INSTRUCTIONS FOR THE TASK: Your job is to transcribe the material exactly, every line included.

<<<<

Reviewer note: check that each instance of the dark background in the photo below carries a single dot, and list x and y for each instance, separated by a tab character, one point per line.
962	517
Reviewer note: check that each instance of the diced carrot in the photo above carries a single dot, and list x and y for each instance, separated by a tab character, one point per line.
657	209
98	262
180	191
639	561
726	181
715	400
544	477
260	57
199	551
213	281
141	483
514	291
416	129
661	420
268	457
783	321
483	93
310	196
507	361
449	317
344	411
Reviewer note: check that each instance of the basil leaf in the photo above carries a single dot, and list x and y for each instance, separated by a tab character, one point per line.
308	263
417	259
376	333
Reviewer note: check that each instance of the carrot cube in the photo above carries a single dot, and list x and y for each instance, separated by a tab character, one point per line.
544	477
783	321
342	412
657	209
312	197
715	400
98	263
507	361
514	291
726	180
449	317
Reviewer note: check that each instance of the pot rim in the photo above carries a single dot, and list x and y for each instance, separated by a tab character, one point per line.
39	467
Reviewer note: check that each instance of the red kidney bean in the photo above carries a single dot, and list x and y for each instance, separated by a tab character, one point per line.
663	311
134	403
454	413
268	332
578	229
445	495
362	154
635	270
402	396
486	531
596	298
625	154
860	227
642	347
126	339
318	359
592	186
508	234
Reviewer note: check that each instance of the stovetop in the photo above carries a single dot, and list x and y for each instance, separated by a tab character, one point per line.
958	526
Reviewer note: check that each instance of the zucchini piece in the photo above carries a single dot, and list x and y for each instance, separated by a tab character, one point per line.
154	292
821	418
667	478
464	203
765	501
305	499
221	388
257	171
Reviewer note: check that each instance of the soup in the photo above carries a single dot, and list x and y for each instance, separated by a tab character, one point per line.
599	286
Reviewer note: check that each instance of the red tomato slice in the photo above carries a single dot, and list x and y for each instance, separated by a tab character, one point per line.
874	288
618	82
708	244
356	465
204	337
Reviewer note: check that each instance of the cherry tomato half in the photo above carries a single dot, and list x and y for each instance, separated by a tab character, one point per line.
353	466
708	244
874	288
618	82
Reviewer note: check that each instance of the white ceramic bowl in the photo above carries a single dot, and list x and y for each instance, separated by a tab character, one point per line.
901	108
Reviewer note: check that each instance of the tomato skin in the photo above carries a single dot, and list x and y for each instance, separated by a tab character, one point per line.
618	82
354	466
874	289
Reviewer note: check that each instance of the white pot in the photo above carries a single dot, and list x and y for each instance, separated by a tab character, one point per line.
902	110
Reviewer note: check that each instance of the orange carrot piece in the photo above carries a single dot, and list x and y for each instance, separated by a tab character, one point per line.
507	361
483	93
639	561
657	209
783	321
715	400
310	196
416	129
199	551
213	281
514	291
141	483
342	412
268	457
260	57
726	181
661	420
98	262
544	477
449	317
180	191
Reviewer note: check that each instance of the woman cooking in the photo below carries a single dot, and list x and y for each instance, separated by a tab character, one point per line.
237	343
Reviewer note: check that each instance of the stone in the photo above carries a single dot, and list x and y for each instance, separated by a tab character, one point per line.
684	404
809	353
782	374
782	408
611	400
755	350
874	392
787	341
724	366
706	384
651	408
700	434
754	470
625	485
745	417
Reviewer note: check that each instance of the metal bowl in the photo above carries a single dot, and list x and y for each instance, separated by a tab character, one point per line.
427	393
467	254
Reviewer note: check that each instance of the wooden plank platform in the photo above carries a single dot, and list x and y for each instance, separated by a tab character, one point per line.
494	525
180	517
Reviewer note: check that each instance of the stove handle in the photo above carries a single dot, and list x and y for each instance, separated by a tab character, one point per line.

>>>>

WRITTEN ANSWER:
Reviewer note: check that each instance of the dark background in the photo below carries a single dot, and list x and y for each instance, separated by a tab character, one point per line.
962	517
Reviewer note: check that each instance of the diced carrot in the photo above carries a single dot, and list x and y for each instance, separated by a tab character, one point per line.
657	209
98	262
180	191
639	561
726	181
715	400
544	477
260	57
199	551
213	281
141	483
514	291
416	129
661	420
268	457
783	321
483	93
310	196
507	361
449	317
344	411
Reviewer note: check that each instance of the basil leaf in the photo above carries a single dot, and list x and y for each instance, separated by a tab character, one point per line.
308	263
417	259
376	333
Reviewer note: check that each instance of the carrot cube in the photo above carries a single dot, and list x and y for each instance, separated by a tab character, one point per line.
544	477
783	321
342	412
657	209
312	197
715	400
98	263
507	361
514	291
726	180
449	317
Reviewer note: check that each instance of the pot rim in the photo above carries a single dot, and list x and y for each instance, separated by a tab character, one point per line.
39	467
Reviewer note: check that each instance of the red kidney bean in the photo above carries a single dot, and list x and y for each instance, separated by a tab character, one point per line.
663	311
134	403
454	413
268	332
578	229
445	495
362	154
635	270
402	396
486	531
596	298
625	154
860	227
642	347
126	339
318	359
592	186
508	234
Reviewer note: check that each instance of the stovetop in the photo above carries a single dot, and list x and y for each instance, separated by a tab character, one point per line.
958	526
Reviewer note: check that each instance of the zucchini piece in the photo above carries a single dot, and list x and y for each instance, separated by a tab character, one point per line.
154	292
821	418
667	478
464	203
765	501
305	499
221	388
257	171
Reviewer note: check that each instance of the soup in the photo above carries a single dot, and list x and y for each instance, separated by a tab character, one point per line.
599	286
Reviewer note: check that each instance of the red tomato slice in the photo above carries a single dot, and list x and y for each instance, separated by a tab character, one point per line.
874	288
618	82
708	244
356	465
204	337
Reviewer note: check that each instance of the cherry tomato half in the photo above carries a single dot, and list x and y for each instance, separated by a tab character, one point per line.
353	466
708	244
874	288
618	82
Reviewer note: check that each instance of the white ceramic bowl in the photo above carries a single dot, and list x and y for each instance, separated by a tab character, one point per line.
901	108
Reviewer note: check that each instance of the tomato skin in the photo above carries a single dot, and list x and y for each instance, separated by a tab character, one point per line.
618	82
354	466
874	289
Reviewer note: check that each instance of the white pot in the photo above carries a single dot, and list x and y for each instance, separated by a tab character, one point per line.
902	110
Reviewer note: check that each instance of the orange carrot piece in the photo above carries a single dot, and list x and y for each instance, separated by a tab character, one point per line.
507	361
483	93
639	561
657	209
783	321
715	400
310	196
416	129
199	551
213	281
514	291
141	483
342	412
268	457
260	57
726	181
661	420
98	262
544	477
449	317
180	191
Reviewer note: check that each instance of the woman cooking in the photo below carries a single dot, and list x and y for each instance, separated by a tab character, one point per line.
237	343
Reviewer note: check that each instance of the stone in the photo above carries a single dot, and list x and y for each instance, separated by a tab character, one point per line.
684	404
809	353
782	374
782	408
611	400
755	350
874	392
787	341
724	366
706	384
651	408
700	434
754	470
625	485
745	417
Reviewer note: check that each instance of the metal bowl in the photo above carries a single dot, and list x and y for each instance, separated by a tab character, one point per line.
427	393
467	254
Reviewer note: check that each instance of the wooden plank platform in the photo above carries a single dot, and list x and y for each instance, separated by a tab character, one point per line.
494	525
180	517
Reviewer note: check that each instance of the stove handle in the photo above carries a single dot, and list x and y for each instance, separated by a tab character, one point per line.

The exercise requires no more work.